• [WHAT THIS TASK INVOLVES]: Leave out the pictures and retype everything else in the records below exactly.

• [DATASET CONTENT]:
....
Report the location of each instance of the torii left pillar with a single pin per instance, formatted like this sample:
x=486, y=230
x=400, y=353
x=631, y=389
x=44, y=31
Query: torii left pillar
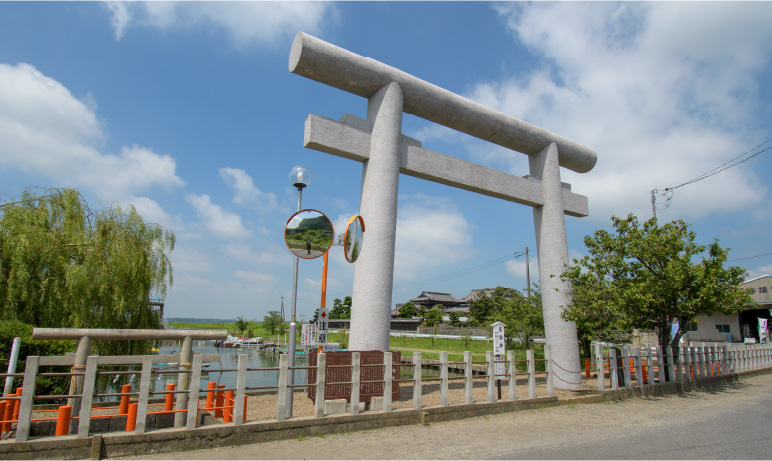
x=379, y=144
x=374, y=270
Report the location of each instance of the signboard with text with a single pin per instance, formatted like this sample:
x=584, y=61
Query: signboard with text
x=308, y=335
x=499, y=342
x=322, y=325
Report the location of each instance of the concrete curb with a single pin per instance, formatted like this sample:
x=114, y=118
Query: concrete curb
x=178, y=439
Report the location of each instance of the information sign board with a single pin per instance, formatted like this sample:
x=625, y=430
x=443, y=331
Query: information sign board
x=322, y=325
x=500, y=368
x=499, y=343
x=308, y=335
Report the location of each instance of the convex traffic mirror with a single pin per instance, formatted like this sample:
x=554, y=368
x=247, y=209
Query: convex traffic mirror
x=352, y=245
x=308, y=234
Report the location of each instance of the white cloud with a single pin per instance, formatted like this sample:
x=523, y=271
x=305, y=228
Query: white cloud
x=45, y=130
x=662, y=91
x=246, y=193
x=431, y=234
x=121, y=17
x=186, y=260
x=152, y=212
x=217, y=220
x=759, y=271
x=245, y=23
x=255, y=279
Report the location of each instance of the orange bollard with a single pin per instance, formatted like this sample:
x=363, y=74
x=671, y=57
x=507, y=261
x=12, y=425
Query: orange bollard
x=219, y=402
x=63, y=417
x=124, y=407
x=17, y=404
x=131, y=419
x=3, y=426
x=169, y=403
x=210, y=395
x=7, y=415
x=228, y=412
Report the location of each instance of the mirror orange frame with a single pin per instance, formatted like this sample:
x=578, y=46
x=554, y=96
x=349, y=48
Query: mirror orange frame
x=312, y=241
x=352, y=240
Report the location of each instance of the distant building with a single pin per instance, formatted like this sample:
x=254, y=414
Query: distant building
x=450, y=304
x=737, y=328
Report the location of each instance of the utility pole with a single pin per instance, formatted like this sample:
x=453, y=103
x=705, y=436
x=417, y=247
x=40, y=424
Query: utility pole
x=527, y=273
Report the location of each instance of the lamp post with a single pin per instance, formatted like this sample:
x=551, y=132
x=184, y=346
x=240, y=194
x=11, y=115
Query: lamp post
x=300, y=177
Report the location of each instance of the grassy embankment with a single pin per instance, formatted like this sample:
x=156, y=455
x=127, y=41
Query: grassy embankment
x=429, y=348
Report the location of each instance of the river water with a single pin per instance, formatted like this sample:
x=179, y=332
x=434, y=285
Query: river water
x=256, y=358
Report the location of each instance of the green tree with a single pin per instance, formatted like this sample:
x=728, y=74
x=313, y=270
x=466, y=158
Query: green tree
x=523, y=317
x=648, y=276
x=485, y=308
x=432, y=317
x=63, y=264
x=454, y=319
x=272, y=321
x=341, y=309
x=241, y=325
x=407, y=311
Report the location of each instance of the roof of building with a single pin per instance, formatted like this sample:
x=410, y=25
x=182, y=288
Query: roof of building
x=435, y=297
x=474, y=293
x=754, y=279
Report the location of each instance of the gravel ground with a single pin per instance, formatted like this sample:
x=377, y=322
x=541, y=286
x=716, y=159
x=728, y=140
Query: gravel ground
x=505, y=435
x=264, y=406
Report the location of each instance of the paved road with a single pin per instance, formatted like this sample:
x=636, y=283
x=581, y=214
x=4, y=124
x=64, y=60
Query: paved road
x=730, y=422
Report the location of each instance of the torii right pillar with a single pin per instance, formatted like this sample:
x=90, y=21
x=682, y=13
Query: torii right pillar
x=552, y=248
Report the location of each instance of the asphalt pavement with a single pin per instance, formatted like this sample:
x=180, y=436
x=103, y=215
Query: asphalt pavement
x=732, y=421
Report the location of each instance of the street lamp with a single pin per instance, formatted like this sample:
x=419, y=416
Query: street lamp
x=300, y=177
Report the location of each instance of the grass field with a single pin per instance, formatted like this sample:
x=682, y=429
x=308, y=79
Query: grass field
x=429, y=348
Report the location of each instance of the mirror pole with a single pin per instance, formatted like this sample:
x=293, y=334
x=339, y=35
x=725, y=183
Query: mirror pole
x=293, y=327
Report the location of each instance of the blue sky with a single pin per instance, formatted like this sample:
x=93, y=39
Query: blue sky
x=188, y=112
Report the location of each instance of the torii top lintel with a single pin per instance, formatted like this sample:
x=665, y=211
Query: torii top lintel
x=329, y=64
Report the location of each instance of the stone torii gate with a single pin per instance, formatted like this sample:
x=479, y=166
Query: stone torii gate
x=385, y=152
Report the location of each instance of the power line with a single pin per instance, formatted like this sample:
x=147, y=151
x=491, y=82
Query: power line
x=748, y=257
x=667, y=193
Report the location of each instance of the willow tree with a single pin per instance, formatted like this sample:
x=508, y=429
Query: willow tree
x=63, y=264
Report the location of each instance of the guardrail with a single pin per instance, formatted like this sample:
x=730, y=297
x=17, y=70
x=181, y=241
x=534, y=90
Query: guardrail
x=230, y=404
x=687, y=364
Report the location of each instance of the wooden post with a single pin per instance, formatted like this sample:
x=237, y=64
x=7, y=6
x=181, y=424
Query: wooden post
x=321, y=372
x=239, y=411
x=512, y=383
x=195, y=383
x=599, y=363
x=444, y=378
x=281, y=395
x=417, y=380
x=468, y=378
x=388, y=377
x=84, y=422
x=356, y=381
x=531, y=373
x=490, y=359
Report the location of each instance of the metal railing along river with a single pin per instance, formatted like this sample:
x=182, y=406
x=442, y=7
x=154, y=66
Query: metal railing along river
x=230, y=403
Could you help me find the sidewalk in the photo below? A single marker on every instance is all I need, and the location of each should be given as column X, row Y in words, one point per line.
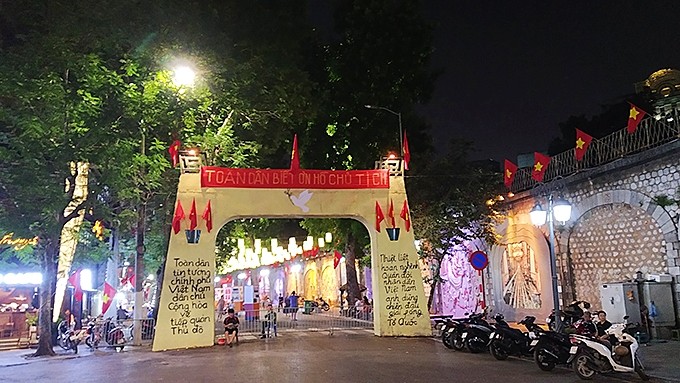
....
• [OUTPUT]:
Report the location of each instance of the torii left pillar with a single pin per instance, formatted like this sample:
x=486, y=230
x=400, y=353
x=631, y=389
x=44, y=31
Query: torii left pillar
x=379, y=144
x=374, y=270
Report the location of each instance of the signboard with text with a single pin per instance, formatted like this sample:
x=584, y=61
Query: signboard with text
x=308, y=335
x=499, y=342
x=322, y=325
Report the location of each instance of the concrete curb with a single pin per instance, formatted like this sample:
x=114, y=118
Query: concrete curb
x=178, y=439
Report the location of each instance of the information sign board with a single pin per instance, formatted like this sample:
x=625, y=430
x=443, y=331
Query: information sign board
x=322, y=325
x=500, y=368
x=499, y=343
x=308, y=335
Report the location of each instance of the convex traffic mirror with a single pin per instance, formatted like this sample:
x=554, y=368
x=247, y=209
Query: convex traffic mirror
x=352, y=245
x=308, y=234
Report the location of each instance of the white cloud with a single pin per instance, formatted like this sample:
x=523, y=271
x=305, y=228
Query: white cloud
x=45, y=130
x=662, y=91
x=246, y=193
x=431, y=234
x=121, y=17
x=186, y=260
x=152, y=212
x=217, y=220
x=759, y=271
x=245, y=23
x=255, y=279
Report the location of each instance of the orange bollard with a single pin per instance, formatted like this sample:
x=363, y=74
x=671, y=57
x=507, y=261
x=12, y=425
Query: orange bollard
x=219, y=402
x=63, y=417
x=124, y=407
x=17, y=404
x=131, y=419
x=3, y=426
x=169, y=403
x=210, y=395
x=7, y=415
x=228, y=412
Report the location of each instance of the mirror orange frame with a single pin per instance, formatted like this sample:
x=578, y=46
x=554, y=96
x=349, y=48
Query: mirror orange frame
x=312, y=241
x=352, y=240
Report the location of each instance of the distant building with a single pin per instance, formatted like this sample:
x=254, y=414
Query: distant building
x=450, y=304
x=737, y=328
Report the location of each instance of the utility pole with a single pin per instance, formatted like this sample:
x=453, y=103
x=705, y=436
x=417, y=247
x=40, y=424
Query: utility pole
x=527, y=273
Report the location of each instance of the lamp post with a single pin per instance, formatted like this sample:
x=551, y=132
x=184, y=346
x=240, y=194
x=11, y=115
Query: lamp post
x=300, y=177
Report the location of each instance of the grassy embankment with a single pin per instance, formatted like this sample:
x=156, y=455
x=127, y=41
Query: grassy embankment
x=429, y=348
Report the location of each instance of the river water with a single pin per instance, formatted like this sample:
x=179, y=332
x=434, y=285
Query: river water
x=256, y=358
Report the location of each instance of the green tree with a single pin per instance, formatted like this sample:
x=728, y=74
x=313, y=270
x=466, y=158
Query: green tree
x=523, y=317
x=648, y=276
x=485, y=308
x=432, y=317
x=63, y=264
x=454, y=319
x=272, y=321
x=341, y=309
x=241, y=325
x=407, y=311
Report the location of each instance of the roof of building with a single pin per instance, formatted like this sample:
x=410, y=25
x=182, y=288
Query: roof of building
x=435, y=297
x=474, y=293
x=754, y=279
Report the location of each instance of the gravel ground with a single pin per instance, formatted like this sample:
x=377, y=322
x=541, y=286
x=716, y=159
x=728, y=140
Query: gravel ground
x=505, y=435
x=264, y=406
Report the location of each instance of the paved road with a single pin per instance, formatted like this sample:
x=636, y=283
x=581, y=214
x=4, y=124
x=64, y=60
Query: paved road
x=730, y=422
Report the location of each instance of the torii right pillar with a single pin per instance, formatted like this sample:
x=90, y=21
x=682, y=13
Query: torii right pillar
x=552, y=248
Report the location of each instance of the asphalt pavement with a single pin per instance, formatted like this sample:
x=180, y=436
x=103, y=215
Query: asphalt pavement
x=732, y=421
Report the location of each instance of the street lamp with a single pin per instance, formatted like this sample:
x=419, y=416
Query: street lamp
x=300, y=177
Report the location of each instance of the grass field with a single pin per instance, formatted like this sample:
x=682, y=429
x=308, y=79
Query: grass field
x=429, y=348
Report the location of each instance of the mirror pole with a single pin per instance, formatted like this sample:
x=293, y=334
x=339, y=35
x=725, y=183
Query: mirror pole
x=293, y=327
Report the location of each instance of the blue sky with a single pin per instance, formatted like this sample:
x=93, y=39
Query: blue sky
x=188, y=112
Report the location of each instance of the torii top lintel with a single pin per instance, formatted like this sample:
x=665, y=211
Query: torii top lintel
x=329, y=64
Report the location of each instance of the stone torii gate with a single pin per instance, formatted like this sample:
x=479, y=166
Query: stone torii gate
x=385, y=152
Report the location of each instance of the power line with a single pin per instance, formatted like this sample:
x=147, y=151
x=491, y=82
Query: power line
x=748, y=257
x=667, y=193
Report the location of each instance of the willow tree with a single pin per instance, formatted like this sample:
x=508, y=429
Query: willow tree
x=63, y=264
Report the location of each instance of the guardrail with a single pin per instance, formatted like this sample:
x=730, y=297
x=17, y=70
x=181, y=241
x=534, y=90
Query: guardrail
x=230, y=404
x=687, y=364
Report the location of each instance of the wooden post with a single pin per instance, formatted like this sample:
x=237, y=64
x=7, y=6
x=181, y=424
Query: wooden post
x=321, y=372
x=239, y=411
x=512, y=383
x=195, y=383
x=599, y=363
x=444, y=378
x=281, y=395
x=417, y=380
x=468, y=378
x=388, y=377
x=84, y=422
x=356, y=381
x=531, y=373
x=490, y=359
Report the location of each instance of the metal railing along river with a single pin per instance, formatted like this sample:
x=182, y=406
x=442, y=7
x=154, y=66
Query: metal railing along river
x=230, y=403
Could you help me find the sidewalk in the photo below? A single marker on every instance is all I need, and the location of each should be given as column X, row Y in words, one point per line.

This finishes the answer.